WORK TO COMPLETE ->
1. In the portfolio example, rewrite the part that opens with the words containing "4 Application: Worst-Case" and closes with "a given constant.", putting "securities market" in place of "financial market".
2. Answer these questions about the portfolio example:
(a) What is the unit price of the risk free asset at time 0?
(b) What does the portfolio π(t) represent?
(c) To which subfiltration is θ assumed to be adapted?

4 Application: Worst-Case Scenario Optimal Portfolio Under Partial Information

We illustrate the results in the previous section by looking at an application to robust portfolio choice in finance:

Consider a financial market with the following two investment possibilities:

1.
A risk free asset, where the unit price S ₀(t) at time t is
$$\mathrm{d}S_{0}(t) = r(t)S_{0}(t)\mathrm{d}t;\quad S_{0}(0) = 1;\quad 0 \leq t \leq T,$$
where T > 0 is a given constant.
2.
A risky asset, where the unit price S ₁(t) at time t is given by
$$\left \{\begin{array}{ll} \mathrm{d}S_{1}(t) = S_{1}({t}^{-})[\theta (t)\mathrm{d}t + \sigma _{0}(t)\mathrm{d}B(t) +\displaystyle\int _{\mathbb{R}_{0}} \gamma _{0}(t,z)\tilde{N}(\mathrm{d}t,\mathrm{d}z)], \\ S_{1}(0) > 0,\end{array} \right.$$
(22.62)
where r, θ, σ₀ and γ₀ are predictable processes such that

$$\displaystyle\int _{0}^{T}\{\mid \theta (s)\mid + \sigma _{ 0}^{2}(s) +\displaystyle\int _{ \mathbb{R}_{0}}\gamma _{0}^{2}(s,z)\nu (\mathrm{d}z)\}\mathrm{d}s < \infty \ \ \ \mathrm{a.s.}$$

We assume that θ is adapted to a given subfiltration ℰ _t and that

$$\gamma _{0}(t,z,\omega ) \geq -1 + \delta \qquad \text{for all}\ \ t,z,\omega \in [0,T] \times \mathbb{R}_{0} \times \Omega,$$

for some constant δ > 0.

Let π(t) = π(t, ω) be a portfolio, representing the amount invested in the risky asset at time t. We require that π be càdlàg and ℰ _t-adapted and self–financing and hence that the corresponding wealth X(t) = X ^(π, θ)(t) at time t is given by

$$\left \{\begin{array}{ll} \mathrm{d}X(t) =&[X(t) - \pi (t)]r(t)\mathrm{d}t + \pi ({t}^{-})[\theta (t)\mathrm{d}t + \sigma _{0}(t)\mathrm{d}B(t) \\ & +\displaystyle\int _{\mathbb{R}_{0}} \gamma _{0}(t,z)\tilde{N}(\mathrm{d}t,\mathrm{d}z)] \\ X(0) = &x > 0. \end{array} \right.$$

(22.63)

DATA SUPPLIED ->

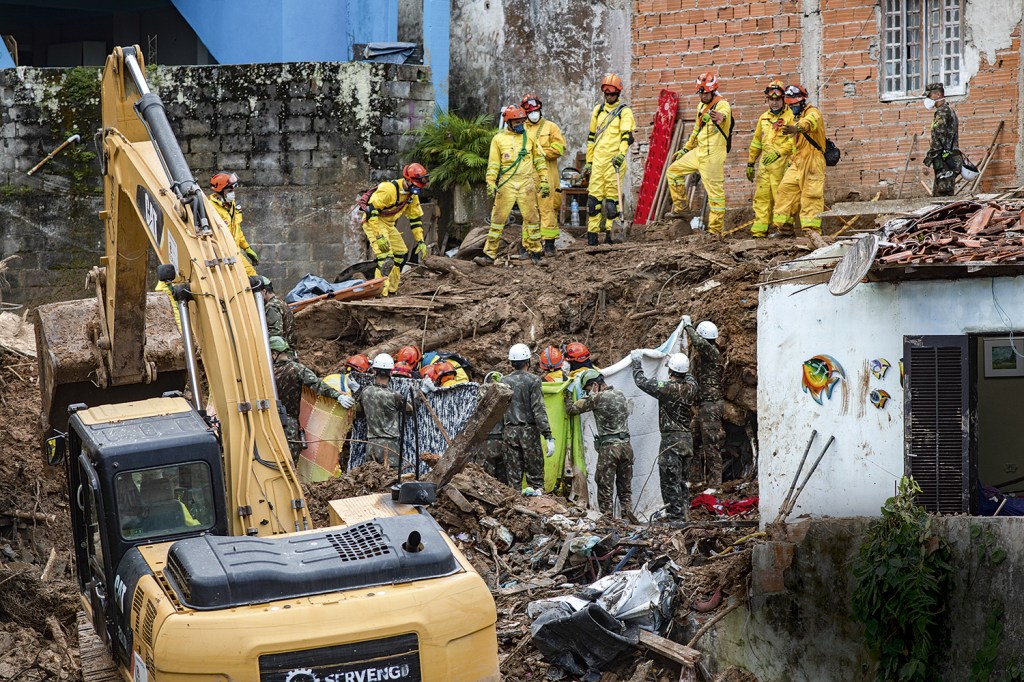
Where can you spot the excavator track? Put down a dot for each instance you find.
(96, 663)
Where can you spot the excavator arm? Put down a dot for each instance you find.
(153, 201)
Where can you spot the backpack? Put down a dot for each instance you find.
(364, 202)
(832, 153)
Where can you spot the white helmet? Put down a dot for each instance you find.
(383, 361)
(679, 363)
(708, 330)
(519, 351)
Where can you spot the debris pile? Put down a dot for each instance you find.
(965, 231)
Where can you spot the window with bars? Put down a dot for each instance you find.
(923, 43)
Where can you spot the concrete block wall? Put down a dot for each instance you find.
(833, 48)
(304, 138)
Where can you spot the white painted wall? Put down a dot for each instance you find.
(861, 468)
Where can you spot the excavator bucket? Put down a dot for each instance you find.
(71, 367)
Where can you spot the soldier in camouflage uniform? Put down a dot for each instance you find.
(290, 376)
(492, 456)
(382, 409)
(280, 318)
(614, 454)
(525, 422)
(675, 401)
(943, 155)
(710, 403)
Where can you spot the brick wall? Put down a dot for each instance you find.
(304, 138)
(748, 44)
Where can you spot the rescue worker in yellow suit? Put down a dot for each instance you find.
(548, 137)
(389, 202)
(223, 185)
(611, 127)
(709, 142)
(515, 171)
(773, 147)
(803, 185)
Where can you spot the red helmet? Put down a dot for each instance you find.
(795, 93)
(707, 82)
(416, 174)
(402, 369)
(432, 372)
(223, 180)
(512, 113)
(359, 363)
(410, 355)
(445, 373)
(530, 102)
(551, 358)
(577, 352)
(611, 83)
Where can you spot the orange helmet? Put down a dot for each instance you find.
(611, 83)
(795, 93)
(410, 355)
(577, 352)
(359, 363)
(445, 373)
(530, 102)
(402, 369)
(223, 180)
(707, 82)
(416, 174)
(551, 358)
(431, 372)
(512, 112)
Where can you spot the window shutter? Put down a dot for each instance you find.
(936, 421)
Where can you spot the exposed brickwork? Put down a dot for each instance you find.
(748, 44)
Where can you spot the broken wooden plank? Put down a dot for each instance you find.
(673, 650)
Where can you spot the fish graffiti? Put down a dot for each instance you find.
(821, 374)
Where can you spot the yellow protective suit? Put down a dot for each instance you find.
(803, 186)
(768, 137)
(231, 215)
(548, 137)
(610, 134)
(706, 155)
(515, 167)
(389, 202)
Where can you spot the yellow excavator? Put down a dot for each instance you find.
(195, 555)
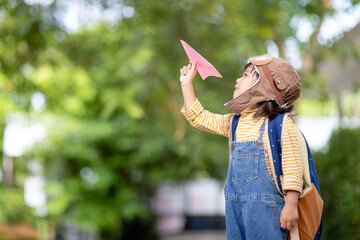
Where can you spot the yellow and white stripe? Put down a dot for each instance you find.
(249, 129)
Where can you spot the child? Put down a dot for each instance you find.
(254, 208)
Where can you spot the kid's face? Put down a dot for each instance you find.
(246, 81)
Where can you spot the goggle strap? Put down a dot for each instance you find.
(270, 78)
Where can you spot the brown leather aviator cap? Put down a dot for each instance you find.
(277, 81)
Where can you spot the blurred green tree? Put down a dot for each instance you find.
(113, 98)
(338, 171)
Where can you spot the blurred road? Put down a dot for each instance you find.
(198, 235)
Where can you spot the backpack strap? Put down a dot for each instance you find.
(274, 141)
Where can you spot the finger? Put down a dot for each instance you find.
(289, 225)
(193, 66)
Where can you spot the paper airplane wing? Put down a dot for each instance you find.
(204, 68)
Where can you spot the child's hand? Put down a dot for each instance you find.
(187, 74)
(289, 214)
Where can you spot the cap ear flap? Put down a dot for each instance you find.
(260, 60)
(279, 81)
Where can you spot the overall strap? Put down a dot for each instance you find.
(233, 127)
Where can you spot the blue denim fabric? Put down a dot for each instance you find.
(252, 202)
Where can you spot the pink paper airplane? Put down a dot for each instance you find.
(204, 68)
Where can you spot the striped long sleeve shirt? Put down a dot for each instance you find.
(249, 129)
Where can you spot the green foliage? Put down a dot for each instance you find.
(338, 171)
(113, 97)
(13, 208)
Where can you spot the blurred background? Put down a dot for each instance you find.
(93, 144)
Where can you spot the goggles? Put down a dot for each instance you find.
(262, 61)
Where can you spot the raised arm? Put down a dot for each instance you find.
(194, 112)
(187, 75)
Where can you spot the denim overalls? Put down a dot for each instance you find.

SOLUTIONS TO THE EXERCISE ->
1.
4 Application: Worst-Case Scenario Optimal Portfolio Under Partial Information

We illustrate the results in the previous section by looking at an application to robust portfolio choice in finance:

Consider a securities market with the following two investment possibilities:

1.
A risk free asset, where the unit price S ₀(t) at time t is
$$\mathrm{d}S_{0}(t) = r(t)S_{0}(t)\mathrm{d}t;\quad S_{0}(0) = 1;\quad 0 \leq t \leq T,$$
where T > 0 is a given constant.

2.
(a) The unit price of the risk free asset at time 0 is 1, since S₀(0) = 1.
(b) The portfolio π(t) represents the amount invested in the risky asset at time t.
(c) θ is assumed to be adapted to the subfiltration ℰ_t.